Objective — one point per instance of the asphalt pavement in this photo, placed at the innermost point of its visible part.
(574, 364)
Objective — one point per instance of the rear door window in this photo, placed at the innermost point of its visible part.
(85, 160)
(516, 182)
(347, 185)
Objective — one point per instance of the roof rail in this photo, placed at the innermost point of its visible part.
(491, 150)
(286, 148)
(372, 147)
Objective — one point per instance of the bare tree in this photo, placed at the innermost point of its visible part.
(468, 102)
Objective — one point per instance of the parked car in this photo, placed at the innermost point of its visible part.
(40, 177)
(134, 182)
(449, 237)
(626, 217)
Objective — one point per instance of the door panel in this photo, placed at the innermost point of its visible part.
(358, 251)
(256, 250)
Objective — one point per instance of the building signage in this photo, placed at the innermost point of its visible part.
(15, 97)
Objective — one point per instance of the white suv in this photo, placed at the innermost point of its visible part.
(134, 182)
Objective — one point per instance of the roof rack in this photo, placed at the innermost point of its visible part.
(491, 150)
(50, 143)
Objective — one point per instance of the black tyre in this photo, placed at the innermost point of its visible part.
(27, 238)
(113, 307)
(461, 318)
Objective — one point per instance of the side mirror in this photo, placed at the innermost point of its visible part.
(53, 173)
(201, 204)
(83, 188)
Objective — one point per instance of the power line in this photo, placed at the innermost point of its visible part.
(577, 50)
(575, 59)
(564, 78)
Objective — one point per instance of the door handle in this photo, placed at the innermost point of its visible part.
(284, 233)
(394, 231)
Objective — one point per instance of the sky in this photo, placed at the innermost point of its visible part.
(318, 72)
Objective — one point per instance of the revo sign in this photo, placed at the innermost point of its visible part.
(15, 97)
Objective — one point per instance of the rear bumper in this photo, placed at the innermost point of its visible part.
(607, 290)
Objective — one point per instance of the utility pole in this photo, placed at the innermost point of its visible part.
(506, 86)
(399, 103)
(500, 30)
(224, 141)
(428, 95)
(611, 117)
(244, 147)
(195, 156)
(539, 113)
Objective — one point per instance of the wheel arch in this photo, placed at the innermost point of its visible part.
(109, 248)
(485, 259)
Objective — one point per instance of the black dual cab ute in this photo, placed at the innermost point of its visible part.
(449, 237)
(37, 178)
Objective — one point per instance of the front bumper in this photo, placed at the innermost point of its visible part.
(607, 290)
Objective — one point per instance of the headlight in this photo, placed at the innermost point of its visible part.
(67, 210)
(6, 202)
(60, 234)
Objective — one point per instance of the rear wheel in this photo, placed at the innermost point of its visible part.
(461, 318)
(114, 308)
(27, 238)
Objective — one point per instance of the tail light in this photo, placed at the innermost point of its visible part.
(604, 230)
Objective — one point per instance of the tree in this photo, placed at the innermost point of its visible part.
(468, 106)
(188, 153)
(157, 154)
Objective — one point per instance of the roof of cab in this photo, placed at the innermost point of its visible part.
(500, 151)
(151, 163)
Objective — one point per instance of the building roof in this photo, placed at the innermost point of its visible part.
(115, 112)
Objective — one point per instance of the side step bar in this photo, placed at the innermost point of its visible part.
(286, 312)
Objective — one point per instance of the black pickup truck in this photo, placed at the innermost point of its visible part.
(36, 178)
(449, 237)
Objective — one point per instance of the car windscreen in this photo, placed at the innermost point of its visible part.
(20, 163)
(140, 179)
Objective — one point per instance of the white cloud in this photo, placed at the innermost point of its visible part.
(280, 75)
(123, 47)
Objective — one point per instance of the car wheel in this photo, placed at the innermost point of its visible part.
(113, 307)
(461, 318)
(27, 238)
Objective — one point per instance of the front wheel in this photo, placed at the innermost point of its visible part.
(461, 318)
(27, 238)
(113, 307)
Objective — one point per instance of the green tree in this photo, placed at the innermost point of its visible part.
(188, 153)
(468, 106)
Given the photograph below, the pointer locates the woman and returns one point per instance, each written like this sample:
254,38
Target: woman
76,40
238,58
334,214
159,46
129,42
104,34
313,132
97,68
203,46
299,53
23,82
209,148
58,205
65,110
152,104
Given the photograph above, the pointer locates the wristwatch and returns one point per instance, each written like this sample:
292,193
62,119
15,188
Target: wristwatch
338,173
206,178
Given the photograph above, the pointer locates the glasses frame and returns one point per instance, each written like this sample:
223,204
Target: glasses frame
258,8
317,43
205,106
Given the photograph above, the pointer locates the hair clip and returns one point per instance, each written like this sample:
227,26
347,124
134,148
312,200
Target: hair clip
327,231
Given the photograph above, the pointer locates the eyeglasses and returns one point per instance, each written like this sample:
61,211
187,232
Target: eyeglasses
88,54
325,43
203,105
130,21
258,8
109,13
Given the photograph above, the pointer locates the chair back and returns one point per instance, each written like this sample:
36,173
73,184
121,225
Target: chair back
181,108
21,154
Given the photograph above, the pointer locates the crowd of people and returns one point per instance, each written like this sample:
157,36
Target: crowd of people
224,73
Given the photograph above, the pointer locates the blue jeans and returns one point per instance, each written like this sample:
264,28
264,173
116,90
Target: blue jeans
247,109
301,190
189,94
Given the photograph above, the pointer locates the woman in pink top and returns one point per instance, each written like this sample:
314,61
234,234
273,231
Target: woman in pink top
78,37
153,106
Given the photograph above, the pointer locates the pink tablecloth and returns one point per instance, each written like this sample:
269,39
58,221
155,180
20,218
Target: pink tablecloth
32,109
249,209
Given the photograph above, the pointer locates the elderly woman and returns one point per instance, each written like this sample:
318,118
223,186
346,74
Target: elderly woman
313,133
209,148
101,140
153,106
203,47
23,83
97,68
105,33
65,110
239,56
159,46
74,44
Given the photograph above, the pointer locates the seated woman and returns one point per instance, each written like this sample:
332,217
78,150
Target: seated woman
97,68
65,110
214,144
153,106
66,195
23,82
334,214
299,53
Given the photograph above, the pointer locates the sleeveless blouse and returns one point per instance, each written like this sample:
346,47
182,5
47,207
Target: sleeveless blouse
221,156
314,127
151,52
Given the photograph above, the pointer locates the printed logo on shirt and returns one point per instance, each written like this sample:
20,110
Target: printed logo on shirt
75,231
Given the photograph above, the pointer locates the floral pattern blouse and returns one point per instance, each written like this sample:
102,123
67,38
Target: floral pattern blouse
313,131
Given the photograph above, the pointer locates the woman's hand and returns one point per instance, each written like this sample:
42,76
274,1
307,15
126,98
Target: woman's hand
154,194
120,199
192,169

· · · · · · ·

### REQUIREMENT:
Word for word, repeat every record.

### EXERCISE RESPONSE:
Objective — one point per instance of the asphalt pavement in this photo, placed at the innermost point of its visible part.
(574, 364)
Objective — one point per instance of the rear door window in this photo, placed at the innermost point of its visible part.
(85, 160)
(516, 182)
(347, 185)
Objective — one point per instance of the roof rail in this photo, placed at the innermost point of its visible part.
(491, 150)
(286, 148)
(372, 147)
Objective — one point per instance of the bare tree in this photo, placed at the innermost point of its visible part.
(468, 102)
Objective — one point per instance of the parked car in this photo, placed at the innermost point of its visible part.
(40, 177)
(134, 182)
(449, 237)
(626, 217)
Objective — one point per instance of the door panel in this photo, placed at the innermost point of its visible part.
(358, 251)
(256, 250)
Objective — one point per instance of the building signage in this photo, placed at the innermost point of its visible part.
(15, 97)
Objective — one point per instance of the white suv in this photo, placed at the innermost point of its visible part.
(134, 182)
Objective — one point per instance of the roof rack in this photo, placed at the innermost point of its visible part.
(491, 150)
(50, 143)
Objective — one point per instance of the black tyre in this photo, placed at the innermost point of its visible part.
(27, 238)
(113, 307)
(461, 318)
Objective — one point per instance of the side mirror in this photo, placed at the innermost point of its visible part.
(53, 173)
(201, 204)
(83, 188)
Objective — one point per instance of the power line in this photo, placed at the innermost point of its visible part.
(577, 50)
(575, 59)
(564, 78)
Objective — one point per instance of the door handle in this photo, placed at the innermost point of its visible part.
(284, 233)
(394, 231)
Objective — one point per instance of the sky in this photo, placed at the innermost point of its visible part.
(318, 72)
Objective — one point per instance of the revo sign in this photo, placed at the innermost point of its visible part.
(15, 97)
Objective — one point per instance of the rear bumper in this photo, placed at the innermost point of its visible part.
(607, 290)
Objective — one point per instance of the utility pole in this photo, placed at the innermost point of its visible part.
(506, 86)
(399, 103)
(500, 30)
(224, 141)
(428, 95)
(611, 117)
(244, 147)
(195, 156)
(539, 113)
Objective — one point per instance of the wheel arch in this photo, placed at the innermost point of its visible part.
(109, 248)
(485, 259)
Objective — one point per instance of the black dual cab ute in this photo, placed at the innermost point of its visible part.
(449, 237)
(37, 178)
Objective — one point per instance of the front bumper in this photo, placed at the innermost point of its visible part.
(607, 290)
Objective — one point per instance of the headlight in this photo, placed at the innermost point of its visible part.
(67, 210)
(6, 202)
(60, 234)
Objective — one point per instance of the rear wheel in this photo, placed at the innermost point of its visible part.
(461, 318)
(114, 308)
(27, 238)
Objective — one point per instance of the tail light in this photo, placed at the innermost point of its visible part.
(604, 230)
Objective — one point per instance of the tree in this photo, placed at the innermost point of its visible part.
(468, 106)
(188, 153)
(157, 154)
Objective — one point per instance of the roof of cab in this photo, placed at the innermost point of its visible part.
(500, 151)
(151, 163)
Objective — one point per instance of the building roof in this photo, placed at the innermost point of its visible part.
(115, 112)
Objective — one point per instance of the side step bar in this photo, placed at the innermost point of its visible part.
(286, 312)
Objective — one point per instance of the black pickup truck in this photo, placed at the innermost point of its visible part.
(36, 178)
(449, 237)
Objective — one point per instance of the car windscreen in this photo, placed at the innermost point of its visible part.
(20, 163)
(140, 179)
Objective — one point per instance of the white cloud in this photo, placed at the innermost point of its visible part.
(280, 75)
(123, 47)
Objective — one point per instance of the car wheel in this photo, placed at the innermost point of its visible part.
(113, 307)
(461, 318)
(27, 238)
Objective — one point per instance of the front wheel in this photo, placed at the innermost point of its visible part.
(461, 318)
(27, 238)
(113, 307)
Objective — one point per instance of the green tree in this photo, placed at the innermost point of its visible part.
(188, 153)
(468, 106)
Given the photograph below, the pointer locates the woman and returns one point per instance, each written like this sample:
254,38
Target: woman
76,40
238,58
334,214
159,46
129,42
104,34
313,132
97,68
203,46
299,53
23,82
209,148
58,205
65,110
152,104
Given the photograph above, the pointer locates the wristwatch and returns one point per instance, each written like this sample:
292,193
62,119
15,188
Target: wristwatch
338,173
206,178
Given the photograph above, the pointer locates the glasses frame and returns one point per instance, each written like this sample:
223,204
Target: glasses frame
258,8
317,43
205,106
Given the photograph above, the pointer locates the hair clip and returns one point per instance, each written like this sample:
227,26
347,124
134,148
312,200
Target: hair clip
327,231
Given the photograph above, the pointer locates the eyeglasses and returns one point per instance, each written like this sample:
61,211
187,232
Target: eyeglasses
88,54
325,43
203,105
130,21
258,8
109,13
Given the photograph above, the pointer locates the chair back and returns one point per instance, each written like this sample:
36,173
73,184
121,225
Target: chair back
181,108
21,154
Given the photograph above, the pointer locates the crowd of people and returns one point per instance, each written like this sample:
157,36
Target: crowd of people
224,73
Given the photograph above, the pointer locates the blue jeans and returns one point per instance, each written like this sample:
264,28
264,173
116,90
Target: blue jeans
247,109
301,190
189,94
Given the photograph above, the pointer locates the woman in pink top and returns one point per instance, each written like this sample:
314,61
234,234
273,231
Target: woman in pink top
78,37
153,106
Given the photograph above, the pointer locates the pink tablecloth and returns one point per instance, each written like this sample:
269,39
58,221
155,180
20,218
Target: pink tablecloth
32,109
249,209
Given the photograph above, the pointer locates the elderly woman and returns one point per instance, each written like this sample:
318,118
223,186
346,74
Target: elderly woman
313,133
209,148
101,140
153,106
203,47
23,83
97,68
105,33
65,110
239,56
159,46
74,44
Given the photograph above, the pointer locates the seated woman and returns one point per instance, each written like this sample:
332,217
78,150
Target: seated woman
97,68
65,110
214,144
153,106
66,195
23,82
334,214
299,53
Given the photograph above, the pointer locates the sleeveless blouse and returns one point per instance, each written like this sample:
346,47
182,5
47,207
Target: sleeveless blouse
221,156
314,127
151,52
Given the photograph above, the pointer locates the printed logo on shirt and returns one point per instance, each written like this sample:
20,110
Target: printed logo on shirt
75,231
Given the photograph above, the pointer locates the floral pattern blouse and returns one point per instance, each written like this sample:
102,123
67,38
Target: floral pattern blouse
313,131
Given the photograph above, the pointer locates the woman's hand and returns one point per instance, each written like this sample:
42,76
274,1
307,15
126,98
Target: woman's hand
154,194
120,199
192,169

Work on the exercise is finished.